Your instructions:
Each of the following records is to be printed verbatim.

Referring expression data:
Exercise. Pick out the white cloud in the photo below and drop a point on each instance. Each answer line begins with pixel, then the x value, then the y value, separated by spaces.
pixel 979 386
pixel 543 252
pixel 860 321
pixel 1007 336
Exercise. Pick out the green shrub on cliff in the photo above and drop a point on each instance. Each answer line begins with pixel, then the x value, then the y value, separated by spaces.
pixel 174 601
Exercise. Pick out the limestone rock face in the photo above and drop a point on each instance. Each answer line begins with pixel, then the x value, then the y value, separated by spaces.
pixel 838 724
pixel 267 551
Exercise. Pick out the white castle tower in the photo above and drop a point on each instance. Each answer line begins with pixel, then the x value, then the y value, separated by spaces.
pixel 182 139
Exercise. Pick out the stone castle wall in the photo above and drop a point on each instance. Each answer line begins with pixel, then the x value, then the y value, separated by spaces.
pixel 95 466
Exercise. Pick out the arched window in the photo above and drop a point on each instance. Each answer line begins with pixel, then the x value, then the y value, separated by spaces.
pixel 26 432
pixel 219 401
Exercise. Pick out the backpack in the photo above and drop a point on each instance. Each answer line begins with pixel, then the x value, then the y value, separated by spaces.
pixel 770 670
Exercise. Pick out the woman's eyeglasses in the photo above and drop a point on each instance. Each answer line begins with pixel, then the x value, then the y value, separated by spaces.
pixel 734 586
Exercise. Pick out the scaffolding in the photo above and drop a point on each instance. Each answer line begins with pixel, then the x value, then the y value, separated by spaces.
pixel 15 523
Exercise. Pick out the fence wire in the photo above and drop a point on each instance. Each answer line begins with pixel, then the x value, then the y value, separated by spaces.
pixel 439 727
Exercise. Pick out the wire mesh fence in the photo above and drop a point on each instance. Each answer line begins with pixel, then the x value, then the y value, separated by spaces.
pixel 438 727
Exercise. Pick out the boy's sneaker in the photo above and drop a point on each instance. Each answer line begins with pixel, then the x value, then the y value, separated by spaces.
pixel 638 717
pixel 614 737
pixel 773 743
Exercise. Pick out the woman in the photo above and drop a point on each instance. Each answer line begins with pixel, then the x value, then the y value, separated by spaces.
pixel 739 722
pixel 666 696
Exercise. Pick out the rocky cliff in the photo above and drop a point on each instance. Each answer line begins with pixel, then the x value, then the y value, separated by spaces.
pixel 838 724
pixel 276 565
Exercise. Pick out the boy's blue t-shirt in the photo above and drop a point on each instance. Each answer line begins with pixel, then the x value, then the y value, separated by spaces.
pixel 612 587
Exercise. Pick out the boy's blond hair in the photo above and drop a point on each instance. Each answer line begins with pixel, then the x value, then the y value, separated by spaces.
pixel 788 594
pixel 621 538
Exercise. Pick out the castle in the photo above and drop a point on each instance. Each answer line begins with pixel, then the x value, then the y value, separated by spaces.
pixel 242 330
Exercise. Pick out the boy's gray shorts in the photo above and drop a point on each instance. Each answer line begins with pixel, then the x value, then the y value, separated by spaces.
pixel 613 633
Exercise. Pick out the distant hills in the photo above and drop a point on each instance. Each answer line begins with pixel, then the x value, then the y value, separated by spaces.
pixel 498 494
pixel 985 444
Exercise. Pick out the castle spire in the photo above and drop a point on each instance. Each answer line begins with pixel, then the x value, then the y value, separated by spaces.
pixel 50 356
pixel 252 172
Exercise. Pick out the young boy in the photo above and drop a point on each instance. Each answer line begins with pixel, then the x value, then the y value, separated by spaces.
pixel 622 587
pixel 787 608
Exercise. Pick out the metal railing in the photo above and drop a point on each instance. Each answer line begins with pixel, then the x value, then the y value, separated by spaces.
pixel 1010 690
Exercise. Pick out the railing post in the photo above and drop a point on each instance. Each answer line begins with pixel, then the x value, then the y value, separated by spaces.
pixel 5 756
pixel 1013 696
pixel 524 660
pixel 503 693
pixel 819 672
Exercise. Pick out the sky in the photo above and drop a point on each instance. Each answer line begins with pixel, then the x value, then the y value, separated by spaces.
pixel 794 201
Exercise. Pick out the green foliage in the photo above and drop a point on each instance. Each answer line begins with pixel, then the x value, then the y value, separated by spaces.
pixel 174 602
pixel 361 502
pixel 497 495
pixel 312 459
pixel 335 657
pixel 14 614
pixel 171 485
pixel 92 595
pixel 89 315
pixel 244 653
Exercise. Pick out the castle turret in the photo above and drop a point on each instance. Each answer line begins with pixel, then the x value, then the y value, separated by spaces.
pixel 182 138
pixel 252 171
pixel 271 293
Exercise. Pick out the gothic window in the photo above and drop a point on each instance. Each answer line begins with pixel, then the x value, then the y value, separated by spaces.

Answer for this exercise:
Exercise. Pick out the white cloud in the photo below and drop a point on each instance. Each answer line begins with pixel, then the x value, then the y value, separated by spaces.
pixel 979 386
pixel 543 252
pixel 860 321
pixel 1007 336
Exercise. Pick out the green shrub on cliff in the photo above and drop a point on each instance. Each answer line begins with pixel, then the x value, then the y value, separated by spaces.
pixel 174 601
Exercise. Pick out the limestone rock face in the photo above and drop a point on each instance. Each answer line begins with pixel, then the x value, then the y value, separated by spaces.
pixel 838 724
pixel 267 551
Exercise. Pick out the white castle tower in the photo above and drop a point on each instance. Each answer line begins with pixel, then the x value, then the y value, separated by spaces.
pixel 182 139
Exercise. Pick out the stone castle wall in the photo above and drop a point on each instance. Each answer line begins with pixel, then the x value, then the y value, separated by spaces.
pixel 95 466
Exercise. Pick out the arched window in the photo above and drop a point on each instance. Each answer line begins with pixel, then the x value, then the y value, separated by spaces.
pixel 26 432
pixel 219 401
Exercise. Pick out the backpack in the photo above and drop a point on each instance. Each answer line begins with pixel, then the x value, then the y value, separated by spaces.
pixel 770 670
Exercise. Pick out the woman's eyeglasses in the photo above and drop a point on each instance. Each answer line begins with pixel, then the x value, then the y value, separated by spaces.
pixel 734 586
Exercise. Pick out the scaffolding in the photo above and drop a point on each instance. Each answer line begins with pixel, then the x value, then the y value, separated by spaces.
pixel 15 523
Exercise. Pick out the fence wire in the photo above and drop a point on each instance. Each answer line begins with pixel, then the x value, then the y value, separated by spaces.
pixel 439 727
Exercise. Pick out the wire mesh fence in the photo above and drop a point on each instance. Each answer line begins with pixel, then the x value, then the y value, separated by spaces.
pixel 438 727
Exercise. Pick out the boy's sneaker in the photo above and drop a point on each instance. Each answer line begins with pixel, then the x value, then the y value, separated by spaces.
pixel 638 717
pixel 614 737
pixel 773 743
Exercise. Pick out the woman in the photo above and drop a point on each instance. Each answer line begins with pixel, then the x value, then the y value, separated by spaces.
pixel 739 722
pixel 666 696
Exercise. Pick out the rocky cliff in the photo above and drop a point on each instance. Each answer line begins with pixel, then the x value, then the y value, separated by spaces.
pixel 838 724
pixel 276 565
Exercise. Pick out the boy's blue t-shirt in the photo above and drop a point on each instance. Each answer line begins with pixel, then the x value, then the y value, separated by spaces.
pixel 612 587
Exercise. Pick out the boy's blond hair in the photo above and drop a point on each instance. Each answer line begins with pixel, then the x value, then the y value, separated by spaces.
pixel 788 594
pixel 621 538
Exercise. Pick out the castle in the photo above and drop a point on each instance. Each answer line begins with pixel, then the x value, then the y value, separated by spaces.
pixel 242 330
Exercise. Pick out the boy's gray shorts in the photo above and drop a point on each instance. Each answer line begins with pixel, then the x value, then the y value, separated by spaces.
pixel 613 633
Exercise. Pick out the distant hills in the photo above and drop a point on each instance. Each answer line begins with pixel, then the x value, then the y value, separated by spaces.
pixel 498 494
pixel 985 444
Exercise. Pick out the castle spire in the photo above and drop a point on each instance. Each answer line begins with pixel, then the x value, then the y value, separated by spaces.
pixel 50 356
pixel 252 172
Exercise. Pick out the young boy in the photo above and drop a point on each instance. Each answer line begins with pixel, then the x value, then the y value, separated by spaces.
pixel 622 587
pixel 787 608
Exercise. Pick out the metal railing in the photo above and drop a point on each instance. Each answer line begins with pixel, then the x value, then the y value, separated by spaces.
pixel 1010 690
Exercise. Pick out the railing post in the photo above and drop a point on each instance. Each answer line begins with pixel, then the x value, then the y value, separated by spaces.
pixel 5 756
pixel 1013 696
pixel 524 660
pixel 503 693
pixel 819 672
Exercise. Pick out the sky in the photo above and drop a point on each instance. Each answer line begins with pixel, then the x value, then the y value, separated by spaces.
pixel 794 201
Exercise. Pick out the green foliage in the photo above and drop a point on each instance. Each answer line begins with pixel, then the x value, then the y value, separated by spaces.
pixel 174 602
pixel 361 502
pixel 497 495
pixel 312 459
pixel 335 657
pixel 14 614
pixel 171 485
pixel 92 595
pixel 89 315
pixel 244 653
Exercise. Pick out the castle turret in the photo above and drop a point on each instance. Each answer line begins with pixel, then the x value, then the y value, separated by spaces.
pixel 182 138
pixel 252 171
pixel 271 293
Exercise. Pick out the gothic window in the photo above and drop a point on each instance. Each answer line begins with pixel, then the x value, then the y value, separated by spaces.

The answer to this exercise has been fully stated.